## AIM OF THE EXERCISE
Exactly reproduce the line that contains "leg in this photo, one line per instance." and all lines after it in the entries below, through the very last line.

________________________________________

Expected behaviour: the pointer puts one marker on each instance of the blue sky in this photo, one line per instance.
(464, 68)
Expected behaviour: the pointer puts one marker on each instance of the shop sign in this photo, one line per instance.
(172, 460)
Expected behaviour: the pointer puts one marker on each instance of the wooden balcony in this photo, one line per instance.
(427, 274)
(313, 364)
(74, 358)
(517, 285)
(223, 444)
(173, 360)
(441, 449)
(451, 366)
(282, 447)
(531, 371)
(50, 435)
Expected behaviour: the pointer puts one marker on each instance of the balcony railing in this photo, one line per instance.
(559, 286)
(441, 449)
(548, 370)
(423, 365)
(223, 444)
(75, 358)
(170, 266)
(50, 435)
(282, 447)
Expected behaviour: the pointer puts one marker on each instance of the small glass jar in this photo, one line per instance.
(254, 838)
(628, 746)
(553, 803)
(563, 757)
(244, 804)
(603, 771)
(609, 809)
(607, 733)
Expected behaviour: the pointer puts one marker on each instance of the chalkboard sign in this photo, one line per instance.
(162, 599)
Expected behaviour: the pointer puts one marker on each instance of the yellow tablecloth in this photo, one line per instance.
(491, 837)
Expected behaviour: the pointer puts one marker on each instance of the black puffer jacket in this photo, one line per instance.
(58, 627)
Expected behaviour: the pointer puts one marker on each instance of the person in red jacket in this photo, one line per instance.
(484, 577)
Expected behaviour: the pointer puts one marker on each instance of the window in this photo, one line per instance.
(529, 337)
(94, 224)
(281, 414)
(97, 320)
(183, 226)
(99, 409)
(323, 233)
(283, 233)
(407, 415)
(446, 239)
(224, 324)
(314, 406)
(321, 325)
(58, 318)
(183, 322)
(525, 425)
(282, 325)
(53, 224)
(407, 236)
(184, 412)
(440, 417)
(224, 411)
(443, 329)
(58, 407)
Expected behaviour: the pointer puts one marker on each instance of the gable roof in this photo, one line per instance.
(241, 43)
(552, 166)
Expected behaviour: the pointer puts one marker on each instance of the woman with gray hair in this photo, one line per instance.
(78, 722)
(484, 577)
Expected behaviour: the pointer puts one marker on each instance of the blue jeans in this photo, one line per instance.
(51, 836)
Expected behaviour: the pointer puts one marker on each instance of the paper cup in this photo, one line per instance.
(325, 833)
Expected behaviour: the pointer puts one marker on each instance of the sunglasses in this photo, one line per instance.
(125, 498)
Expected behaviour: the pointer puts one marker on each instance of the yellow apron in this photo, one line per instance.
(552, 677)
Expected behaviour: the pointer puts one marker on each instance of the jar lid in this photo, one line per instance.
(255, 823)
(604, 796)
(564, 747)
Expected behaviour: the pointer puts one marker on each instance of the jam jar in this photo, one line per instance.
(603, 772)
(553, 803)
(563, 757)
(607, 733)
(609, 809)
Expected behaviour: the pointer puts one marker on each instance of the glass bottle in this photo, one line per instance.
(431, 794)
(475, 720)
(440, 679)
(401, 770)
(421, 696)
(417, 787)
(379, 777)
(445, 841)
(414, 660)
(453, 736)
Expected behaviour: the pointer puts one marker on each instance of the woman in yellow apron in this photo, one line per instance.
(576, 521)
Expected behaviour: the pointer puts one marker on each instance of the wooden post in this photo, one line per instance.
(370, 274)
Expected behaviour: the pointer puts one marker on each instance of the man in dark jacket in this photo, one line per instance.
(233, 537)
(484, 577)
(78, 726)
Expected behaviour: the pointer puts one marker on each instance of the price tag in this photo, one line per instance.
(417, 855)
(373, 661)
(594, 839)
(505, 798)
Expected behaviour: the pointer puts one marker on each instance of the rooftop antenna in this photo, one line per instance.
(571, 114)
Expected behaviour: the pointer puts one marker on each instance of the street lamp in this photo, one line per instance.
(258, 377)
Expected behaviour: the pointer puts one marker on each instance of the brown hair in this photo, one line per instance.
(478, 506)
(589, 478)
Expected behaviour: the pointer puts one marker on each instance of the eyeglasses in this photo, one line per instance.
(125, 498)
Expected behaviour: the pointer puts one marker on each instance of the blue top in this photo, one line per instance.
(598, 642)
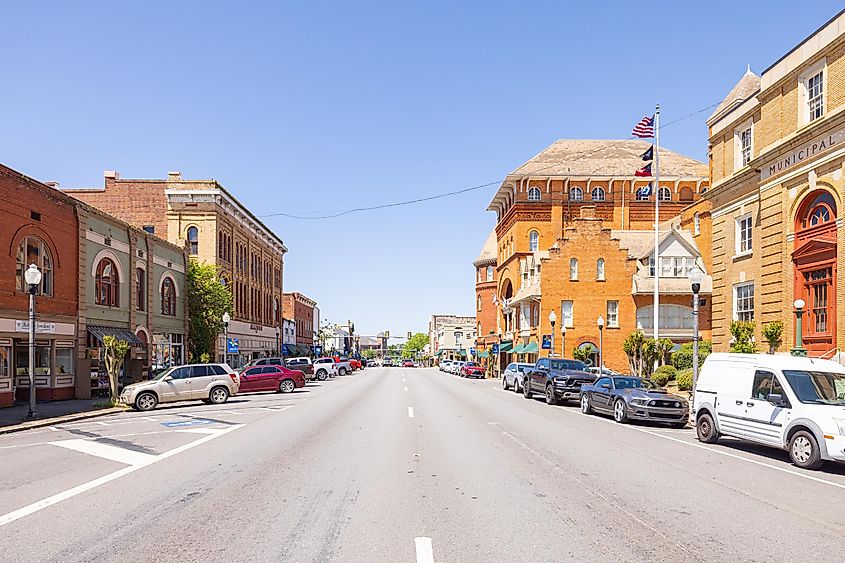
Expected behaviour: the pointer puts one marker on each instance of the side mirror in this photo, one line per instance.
(777, 399)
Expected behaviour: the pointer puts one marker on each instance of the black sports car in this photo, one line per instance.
(632, 398)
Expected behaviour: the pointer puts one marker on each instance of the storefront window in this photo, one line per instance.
(64, 360)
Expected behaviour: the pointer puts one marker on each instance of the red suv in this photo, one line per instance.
(471, 369)
(271, 378)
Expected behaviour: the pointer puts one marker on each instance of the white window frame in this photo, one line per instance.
(567, 318)
(804, 90)
(736, 289)
(738, 231)
(739, 156)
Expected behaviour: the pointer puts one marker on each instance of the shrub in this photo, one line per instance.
(684, 379)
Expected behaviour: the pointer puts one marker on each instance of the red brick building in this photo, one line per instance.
(300, 308)
(38, 224)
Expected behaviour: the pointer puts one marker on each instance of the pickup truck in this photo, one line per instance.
(558, 379)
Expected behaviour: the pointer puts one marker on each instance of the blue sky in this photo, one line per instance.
(309, 107)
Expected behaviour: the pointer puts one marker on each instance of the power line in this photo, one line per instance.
(461, 191)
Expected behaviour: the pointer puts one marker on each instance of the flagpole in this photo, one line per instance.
(656, 222)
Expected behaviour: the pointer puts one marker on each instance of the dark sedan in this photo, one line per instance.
(633, 398)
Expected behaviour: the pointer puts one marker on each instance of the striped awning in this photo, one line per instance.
(99, 332)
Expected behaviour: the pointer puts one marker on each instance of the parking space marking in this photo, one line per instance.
(84, 487)
(106, 451)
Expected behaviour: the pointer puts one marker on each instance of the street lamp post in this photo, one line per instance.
(600, 322)
(226, 319)
(33, 280)
(696, 276)
(799, 349)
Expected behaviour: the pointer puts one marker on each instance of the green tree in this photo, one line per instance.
(208, 299)
(414, 344)
(743, 333)
(114, 352)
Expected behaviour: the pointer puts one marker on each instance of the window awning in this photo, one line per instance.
(100, 332)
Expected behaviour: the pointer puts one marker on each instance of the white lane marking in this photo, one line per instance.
(714, 450)
(425, 553)
(79, 489)
(106, 451)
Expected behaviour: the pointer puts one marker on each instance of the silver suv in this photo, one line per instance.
(210, 383)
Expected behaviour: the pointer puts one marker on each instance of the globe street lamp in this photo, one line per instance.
(33, 280)
(600, 323)
(799, 349)
(696, 276)
(226, 319)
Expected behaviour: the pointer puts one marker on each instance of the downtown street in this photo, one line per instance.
(371, 466)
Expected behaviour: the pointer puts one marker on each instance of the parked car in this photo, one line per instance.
(514, 375)
(271, 377)
(325, 368)
(558, 379)
(632, 398)
(210, 383)
(472, 369)
(787, 402)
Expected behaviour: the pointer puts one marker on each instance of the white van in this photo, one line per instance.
(797, 404)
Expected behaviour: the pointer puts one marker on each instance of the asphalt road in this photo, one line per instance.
(403, 465)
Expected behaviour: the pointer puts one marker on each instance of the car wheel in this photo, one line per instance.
(585, 404)
(218, 395)
(620, 411)
(146, 401)
(705, 429)
(804, 450)
(550, 395)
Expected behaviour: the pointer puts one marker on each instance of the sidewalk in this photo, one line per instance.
(14, 418)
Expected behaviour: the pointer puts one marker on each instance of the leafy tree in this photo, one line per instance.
(414, 344)
(208, 299)
(743, 333)
(114, 352)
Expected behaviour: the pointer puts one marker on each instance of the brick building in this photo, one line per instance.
(216, 228)
(300, 309)
(485, 299)
(590, 185)
(38, 225)
(777, 156)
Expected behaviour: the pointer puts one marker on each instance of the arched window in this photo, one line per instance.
(168, 298)
(533, 241)
(107, 284)
(32, 250)
(140, 289)
(193, 241)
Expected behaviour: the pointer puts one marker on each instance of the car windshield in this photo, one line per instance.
(817, 387)
(633, 383)
(569, 364)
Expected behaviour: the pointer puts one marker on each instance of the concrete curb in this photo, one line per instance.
(40, 423)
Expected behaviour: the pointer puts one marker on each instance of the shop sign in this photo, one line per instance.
(43, 328)
(804, 152)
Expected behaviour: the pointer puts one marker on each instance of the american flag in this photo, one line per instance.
(645, 128)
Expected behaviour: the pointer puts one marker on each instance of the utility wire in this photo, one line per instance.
(464, 190)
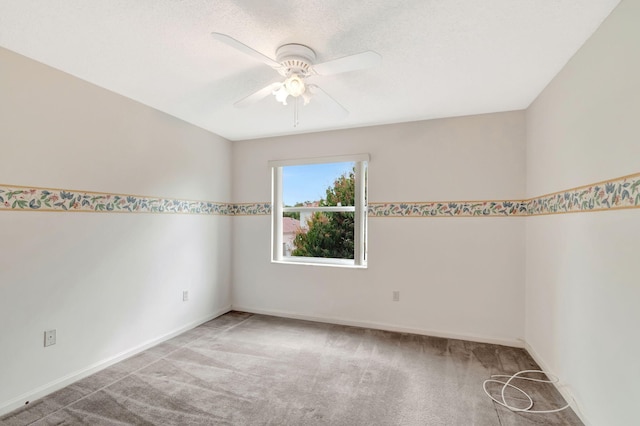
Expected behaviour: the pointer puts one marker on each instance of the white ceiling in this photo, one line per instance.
(439, 58)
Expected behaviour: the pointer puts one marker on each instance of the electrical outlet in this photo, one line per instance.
(49, 338)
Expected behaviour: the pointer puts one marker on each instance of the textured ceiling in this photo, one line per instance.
(439, 58)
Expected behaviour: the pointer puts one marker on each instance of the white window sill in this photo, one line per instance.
(314, 261)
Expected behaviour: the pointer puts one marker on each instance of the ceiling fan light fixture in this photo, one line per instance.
(294, 85)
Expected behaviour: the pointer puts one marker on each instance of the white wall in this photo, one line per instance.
(582, 288)
(457, 276)
(109, 283)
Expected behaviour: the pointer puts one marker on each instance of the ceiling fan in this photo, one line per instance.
(295, 63)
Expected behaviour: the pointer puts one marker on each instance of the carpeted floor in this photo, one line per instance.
(244, 369)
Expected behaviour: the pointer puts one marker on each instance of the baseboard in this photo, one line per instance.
(14, 404)
(382, 326)
(563, 388)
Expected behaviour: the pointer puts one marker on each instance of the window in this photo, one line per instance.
(319, 213)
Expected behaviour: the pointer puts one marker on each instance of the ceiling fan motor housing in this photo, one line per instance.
(295, 59)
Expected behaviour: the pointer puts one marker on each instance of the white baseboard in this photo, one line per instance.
(563, 388)
(32, 395)
(382, 326)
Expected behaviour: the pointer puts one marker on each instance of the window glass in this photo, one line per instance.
(319, 213)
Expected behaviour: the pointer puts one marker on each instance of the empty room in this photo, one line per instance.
(242, 212)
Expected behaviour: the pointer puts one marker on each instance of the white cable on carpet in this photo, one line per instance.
(507, 384)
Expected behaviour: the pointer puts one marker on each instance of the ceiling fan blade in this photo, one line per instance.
(333, 107)
(257, 96)
(359, 61)
(232, 42)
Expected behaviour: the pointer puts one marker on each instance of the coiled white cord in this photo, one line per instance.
(518, 376)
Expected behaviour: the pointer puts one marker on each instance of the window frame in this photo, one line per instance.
(359, 209)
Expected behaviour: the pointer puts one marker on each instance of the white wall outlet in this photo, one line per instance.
(49, 338)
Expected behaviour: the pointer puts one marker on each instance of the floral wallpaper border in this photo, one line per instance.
(449, 209)
(619, 193)
(48, 199)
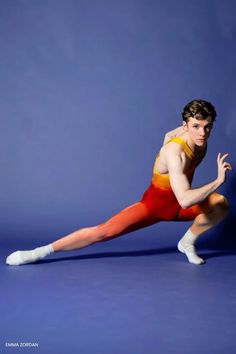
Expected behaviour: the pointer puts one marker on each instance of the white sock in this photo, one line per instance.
(186, 246)
(24, 257)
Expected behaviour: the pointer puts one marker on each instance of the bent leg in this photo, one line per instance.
(210, 213)
(213, 211)
(127, 220)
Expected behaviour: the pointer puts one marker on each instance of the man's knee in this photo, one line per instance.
(108, 230)
(220, 205)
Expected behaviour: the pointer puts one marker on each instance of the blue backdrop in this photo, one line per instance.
(88, 89)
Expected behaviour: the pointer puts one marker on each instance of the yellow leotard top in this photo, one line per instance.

________________________________________

## ANSWER TO THIS EXERCISE
Expected behaviour: the pointer puts one marker on each instance of the bent leg in this photo, one line per instance.
(210, 213)
(213, 211)
(127, 220)
Expected behaviour: the pointer puts one marker on each instance of the man's knee in this photo, one line per instance.
(108, 230)
(220, 205)
Expected behaviour: the pointer puts one marker on each instance of the blue backdrop in this photo, one line per instance.
(88, 89)
Expected behaviour: the pointer puts one marker on each instance of the yellow leotard top in this photo, one line per instance.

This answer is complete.